• _TEXTE EXTRAIT_
· · · · · · ·

Carlyle Gbei : Première chose à retenir : c’est la rentrée politique la plus médiatisée de cette année . Elle intervient quelques mois après la reconduction d’Elisabeth Borne à Matignon alors que des rumeurs persistantes donnaient favoris le locataire de la place Beauvau. Dans la foulée de ce remaniement dit  « technique », Gérarld Darmanin avait annoncé sa rentrée politique dans son fief de Tourcoing. Sur la forme, ce fut une rencontre plutôt conviviale. Pour le discours, un décor sorbre , seul un pupitre pas de drapeaux. Des frites et de la bière pour clôturer les travaux après les deux discours aux allures de face à face entre le ministre de l’intérieur et la première ministre dont l’arrivée a été annoncée à la dernière minute sous la pression du chef de l’état selon son entourage. Une rencontre fidèle donc à l’esprit de son initiateur. 

Sur le fond , le maire de Tourcoing  a voulu se positionner comme le défenseur des classes populaires face aux populistes. Tout en saluant l’action du Président de la république et de la majorité, il a toutefois mis en garde à travers cette série d’anaphore : « il faut comprendre et respecter » contre un délaissement des classes populaires. Il a rappelé que la sécurité était la première politique sociale. En résumé , on a eu un ministre de l’Intérieur qui sort de son couloir pour parler des sujets non-régaliens tels que l’éducation, le travail, l’écologie …

Face aux procès en trahison, l’élu du nord a martelé que « la fidélité et la loyauté consistent à ne pas se taire alors qu’on pense différemment ». De manière plus trivial, « loyal mais libre» comme dirait Edouard Philippe.

Qu’est-ce qu’il incarne politiquement au sein de la macronie ? Comme plus largement dans le pays ?

· · · · · · ·

• _CONTENU DES DONNÉES_
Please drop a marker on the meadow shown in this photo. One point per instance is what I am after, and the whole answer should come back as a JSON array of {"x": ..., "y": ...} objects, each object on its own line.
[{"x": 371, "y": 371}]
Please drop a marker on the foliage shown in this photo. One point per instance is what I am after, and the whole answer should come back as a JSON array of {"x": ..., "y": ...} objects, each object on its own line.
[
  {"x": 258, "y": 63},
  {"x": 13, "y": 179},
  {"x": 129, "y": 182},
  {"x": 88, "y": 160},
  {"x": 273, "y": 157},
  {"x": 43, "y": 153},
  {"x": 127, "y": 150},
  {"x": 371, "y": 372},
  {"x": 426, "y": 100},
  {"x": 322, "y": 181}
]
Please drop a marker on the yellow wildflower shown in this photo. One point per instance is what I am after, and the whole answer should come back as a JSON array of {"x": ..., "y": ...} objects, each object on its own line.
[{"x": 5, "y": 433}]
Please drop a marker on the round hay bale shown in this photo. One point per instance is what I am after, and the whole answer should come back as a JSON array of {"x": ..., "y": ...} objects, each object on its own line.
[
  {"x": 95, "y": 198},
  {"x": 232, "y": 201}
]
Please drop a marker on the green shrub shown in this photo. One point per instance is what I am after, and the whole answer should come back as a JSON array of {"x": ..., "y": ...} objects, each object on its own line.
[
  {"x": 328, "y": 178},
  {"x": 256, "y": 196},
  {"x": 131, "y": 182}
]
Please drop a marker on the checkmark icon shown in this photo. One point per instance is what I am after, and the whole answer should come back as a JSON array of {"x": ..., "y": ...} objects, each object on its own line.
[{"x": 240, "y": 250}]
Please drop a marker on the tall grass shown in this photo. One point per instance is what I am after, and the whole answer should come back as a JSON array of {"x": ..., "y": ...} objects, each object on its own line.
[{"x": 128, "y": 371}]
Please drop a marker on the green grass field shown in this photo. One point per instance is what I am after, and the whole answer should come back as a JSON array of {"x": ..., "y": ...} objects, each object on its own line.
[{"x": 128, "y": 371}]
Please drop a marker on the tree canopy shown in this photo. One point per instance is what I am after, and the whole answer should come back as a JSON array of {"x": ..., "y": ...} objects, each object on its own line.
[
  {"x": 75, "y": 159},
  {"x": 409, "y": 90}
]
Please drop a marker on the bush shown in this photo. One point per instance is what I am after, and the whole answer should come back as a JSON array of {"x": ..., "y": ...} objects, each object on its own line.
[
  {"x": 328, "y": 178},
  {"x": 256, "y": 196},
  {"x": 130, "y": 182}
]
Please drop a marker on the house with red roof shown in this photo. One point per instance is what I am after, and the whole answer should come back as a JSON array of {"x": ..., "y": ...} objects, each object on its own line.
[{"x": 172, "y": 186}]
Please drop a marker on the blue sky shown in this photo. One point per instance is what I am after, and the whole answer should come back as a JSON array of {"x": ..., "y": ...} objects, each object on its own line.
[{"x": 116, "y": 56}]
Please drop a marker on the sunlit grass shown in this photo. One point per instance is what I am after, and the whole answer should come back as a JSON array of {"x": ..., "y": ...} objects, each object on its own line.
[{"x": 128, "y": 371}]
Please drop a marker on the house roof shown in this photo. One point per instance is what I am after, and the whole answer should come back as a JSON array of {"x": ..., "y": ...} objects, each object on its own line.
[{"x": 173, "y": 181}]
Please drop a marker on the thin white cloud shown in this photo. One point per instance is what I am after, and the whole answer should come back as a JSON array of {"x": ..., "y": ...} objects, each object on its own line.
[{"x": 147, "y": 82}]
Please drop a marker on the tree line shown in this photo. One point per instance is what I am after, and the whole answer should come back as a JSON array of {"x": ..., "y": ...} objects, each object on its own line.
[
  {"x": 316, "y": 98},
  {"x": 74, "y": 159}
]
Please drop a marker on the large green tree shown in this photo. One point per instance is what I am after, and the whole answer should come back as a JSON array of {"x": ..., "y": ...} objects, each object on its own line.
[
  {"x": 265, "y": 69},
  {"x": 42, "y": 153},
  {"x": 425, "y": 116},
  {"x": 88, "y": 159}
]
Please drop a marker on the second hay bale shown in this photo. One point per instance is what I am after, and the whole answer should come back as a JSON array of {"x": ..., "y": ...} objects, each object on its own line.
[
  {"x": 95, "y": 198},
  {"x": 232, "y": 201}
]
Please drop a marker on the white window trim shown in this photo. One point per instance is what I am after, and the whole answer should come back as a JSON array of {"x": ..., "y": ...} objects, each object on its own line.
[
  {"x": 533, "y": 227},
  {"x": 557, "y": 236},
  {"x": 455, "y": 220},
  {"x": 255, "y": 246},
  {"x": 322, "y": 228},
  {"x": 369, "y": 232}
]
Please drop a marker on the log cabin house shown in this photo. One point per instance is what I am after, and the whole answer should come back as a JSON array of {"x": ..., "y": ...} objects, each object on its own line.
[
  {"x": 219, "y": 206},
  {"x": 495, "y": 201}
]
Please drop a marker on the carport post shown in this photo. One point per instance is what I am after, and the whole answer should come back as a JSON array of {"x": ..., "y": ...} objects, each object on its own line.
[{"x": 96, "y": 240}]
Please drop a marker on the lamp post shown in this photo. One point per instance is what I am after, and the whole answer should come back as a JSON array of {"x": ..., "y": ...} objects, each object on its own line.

· · · · · · ·

• _TRAVAIL À FAIRE_
**a)** D'après l'extrait sur la rentrée politique à Tourcoing, qu'est-ce qui a été proposé pour clôturer les travaux après les deux discours ?
**b)** Recopiez le passage de l'extrait sur la rentrée politique à Tourcoing qui commence aux mots « Carlyle Gbei : Première » et s'arrête après les mots « de son initiateur. ».

• _RÉPONSES FOURNIES_
**a)** Des frites et de la bière.

**b)**
Carlyle Gbei : Première chose à retenir : c’est la rentrée politique la plus médiatisée de cette année . Elle intervient quelques mois après la reconduction d’Elisabeth Borne à Matignon alors que des rumeurs persistantes donnaient favoris le locataire de la place Beauvau. Dans la foulée de ce remaniement dit  « technique », Gérarld Darmanin avait annoncé sa rentrée politique dans son fief de Tourcoing. Sur la forme, ce fut une rencontre plutôt conviviale. Pour le discours, un décor sorbre , seul un pupitre pas de drapeaux. Des frites et de la bière pour clôturer les travaux après les deux discours aux allures de face à face entre le ministre de l’intérieur et la première ministre dont l’arrivée a été annoncée à la dernière minute sous la pression du chef de l’état selon son entourage. Une rencontre fidèle donc à l’esprit de son initiateur.